:: Work instructions ::
Put every line of the entries below into a numbered list, omitting any blank lines.

(Saved data entries)

________________

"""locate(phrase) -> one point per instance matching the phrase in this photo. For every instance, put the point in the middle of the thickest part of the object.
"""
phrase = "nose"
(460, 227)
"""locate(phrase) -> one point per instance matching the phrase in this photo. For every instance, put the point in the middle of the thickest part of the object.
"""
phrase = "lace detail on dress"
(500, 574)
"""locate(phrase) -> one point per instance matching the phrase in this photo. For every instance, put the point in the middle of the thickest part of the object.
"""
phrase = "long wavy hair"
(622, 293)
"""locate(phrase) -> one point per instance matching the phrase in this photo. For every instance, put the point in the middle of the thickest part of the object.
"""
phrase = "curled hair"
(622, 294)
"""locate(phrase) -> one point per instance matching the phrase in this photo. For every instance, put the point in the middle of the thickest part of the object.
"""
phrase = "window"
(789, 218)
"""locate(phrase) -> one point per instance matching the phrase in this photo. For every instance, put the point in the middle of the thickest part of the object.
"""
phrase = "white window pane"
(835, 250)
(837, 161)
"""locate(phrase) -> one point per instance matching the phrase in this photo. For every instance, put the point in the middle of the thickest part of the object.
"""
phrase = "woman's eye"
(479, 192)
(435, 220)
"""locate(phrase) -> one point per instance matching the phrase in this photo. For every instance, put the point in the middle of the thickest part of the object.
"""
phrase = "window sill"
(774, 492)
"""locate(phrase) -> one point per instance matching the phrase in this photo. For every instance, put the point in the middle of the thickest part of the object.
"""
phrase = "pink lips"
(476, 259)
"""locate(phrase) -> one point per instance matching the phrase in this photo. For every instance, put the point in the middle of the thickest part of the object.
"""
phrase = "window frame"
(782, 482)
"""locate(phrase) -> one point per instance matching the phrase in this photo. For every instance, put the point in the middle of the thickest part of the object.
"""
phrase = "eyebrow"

________________

:: Written reply ::
1. """locate(phrase) -> one point per instance matching the phrase in this photo. For every instance, put the point in the middle of the thickest part of the object.
2. """
3. phrase = "nose"
4. (460, 227)
5. """locate(phrase) -> one point per instance matching the phrase in this photo. For every instance, put the point in the middle of the thickest part of the object.
6. """
7. phrase = "lace detail on dress"
8. (500, 574)
9. """locate(phrase) -> one point per instance matching the phrase in this photo. For every instance, put the point in the middle of the thickest part of the object.
10. """
11. phrase = "long wavy hair"
12. (622, 293)
13. """locate(phrase) -> one point per instance matching the phrase in this photo. For every instance, put the point in the middle of the thickest part of the object.
14. """
15. phrase = "curled hair"
16. (622, 294)
17. """locate(phrase) -> one point per instance matching the phrase in this photo. For every instance, put the point in the middle of the thickest part of the object.
18. """
19. phrase = "window"
20. (789, 218)
21. """locate(phrase) -> one point per instance matching the phrase in this photo. For every instance, put the point in the middle of the thickest part of the object.
22. """
23. phrase = "white window pane"
24. (835, 250)
25. (837, 161)
26. """locate(phrase) -> one point per instance matching the phrase in this photo. For every instance, put the point in the middle of the thickest part of the object.
27. """
28. phrase = "woman's eye"
29. (479, 192)
30. (435, 220)
31. """locate(phrase) -> one point per instance matching the phrase in this photo. For every instance, put the point in the middle of the thickest part of the object.
32. """
33. phrase = "window sill"
34. (774, 492)
35. """locate(phrase) -> one point per instance matching the phrase in this photo. For every instance, put the point in the middle of the thickest part of the object.
36. """
37. phrase = "pink lips"
38. (476, 259)
39. """locate(phrase) -> one point per instance matching the phrase in this photo. For every instance, put the point in the middle of the thickest part of the object.
40. """
41. phrase = "window frame"
42. (782, 482)
43. """locate(phrase) -> one point per instance matching the phrase in this photo. For every instance, put the point in the middle of the thickest part of the object.
44. """
45. phrase = "eyebrow"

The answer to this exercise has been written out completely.